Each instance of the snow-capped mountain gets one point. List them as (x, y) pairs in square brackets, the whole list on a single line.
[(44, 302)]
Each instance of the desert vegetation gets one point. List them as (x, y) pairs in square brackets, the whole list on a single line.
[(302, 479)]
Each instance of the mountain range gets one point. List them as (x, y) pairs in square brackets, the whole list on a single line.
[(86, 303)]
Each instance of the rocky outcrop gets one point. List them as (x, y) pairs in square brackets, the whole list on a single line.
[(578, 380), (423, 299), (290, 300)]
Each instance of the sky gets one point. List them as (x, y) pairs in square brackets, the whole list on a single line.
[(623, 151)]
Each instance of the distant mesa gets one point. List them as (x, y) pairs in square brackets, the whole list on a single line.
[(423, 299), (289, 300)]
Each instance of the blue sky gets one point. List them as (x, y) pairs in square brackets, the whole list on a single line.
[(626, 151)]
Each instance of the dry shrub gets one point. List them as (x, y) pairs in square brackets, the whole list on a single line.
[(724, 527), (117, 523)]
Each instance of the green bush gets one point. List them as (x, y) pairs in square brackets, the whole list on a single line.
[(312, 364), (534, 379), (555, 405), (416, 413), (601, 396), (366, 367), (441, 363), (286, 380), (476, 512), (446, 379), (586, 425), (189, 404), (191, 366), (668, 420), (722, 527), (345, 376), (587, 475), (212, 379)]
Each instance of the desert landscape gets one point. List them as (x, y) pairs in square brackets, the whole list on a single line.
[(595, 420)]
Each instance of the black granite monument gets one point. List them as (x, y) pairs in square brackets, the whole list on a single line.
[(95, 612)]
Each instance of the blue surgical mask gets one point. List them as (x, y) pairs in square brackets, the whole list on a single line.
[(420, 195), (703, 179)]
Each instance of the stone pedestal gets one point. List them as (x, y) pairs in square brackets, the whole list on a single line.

################

§ **Aim of the exercise**:
Everything in the records must be returned exactly.

§ **Answer**:
Each instance of the snow-capped mountain gets one point. List them as (x, y) pairs in square brackets, the whole list on a single line.
[(44, 302)]
Each instance of the desert vegetation gets one point. List them as (x, y) pairs in square brackets, the whole list on a single line.
[(302, 479)]
Each instance of the mountain range gets one point. List them as (x, y) pairs in square brackets, the whole list on a single line.
[(86, 303)]
Each instance of the rocky outcrop gets one point. List them as (x, y) pairs in square brackets, the whole list on a single line.
[(578, 380), (423, 299), (290, 300)]
Each instance of the sky gets one point. List them as (x, y) pairs in square brackets, the whole list on a single line.
[(623, 151)]
Each instance of the distant mesa gets one point. List them as (x, y) pairs in square brackets, the whole list on a single line.
[(423, 299), (289, 300)]
Each instance of the blue sky gets one point. List them as (x, y) pairs in square brackets, the whole list on a single line.
[(626, 151)]
Each instance of the dry shrub gets one point. List them as (x, y) pairs in square brackets, the whole list on a single line.
[(724, 527), (117, 523)]
Each instance of the green bush gets one point. List them as (x, y) pairs in square brackets, the whole list on a single line.
[(312, 364), (534, 379), (555, 405), (416, 413), (601, 396), (366, 367), (441, 363), (286, 380), (476, 512), (446, 379), (586, 425), (189, 404), (191, 366), (668, 420), (722, 527), (345, 376), (587, 475), (212, 379)]
Each instance of the desert landscape gets one point. List them as (x, y) pairs in square brackets, the whole list on a single line.
[(595, 420)]
Each instance of the black granite monument gets one point. List them as (x, y) pairs in square brackets, the whole list on a single line.
[(95, 612)]
Each instance of the blue surgical mask gets one point. List them as (x, y) pairs in square brackets, the whole list on a single line.
[(420, 195), (703, 179)]
Each instance of the stone pedestal gets one point. List them as (x, y) pairs in square brackets, the whole list on a single line.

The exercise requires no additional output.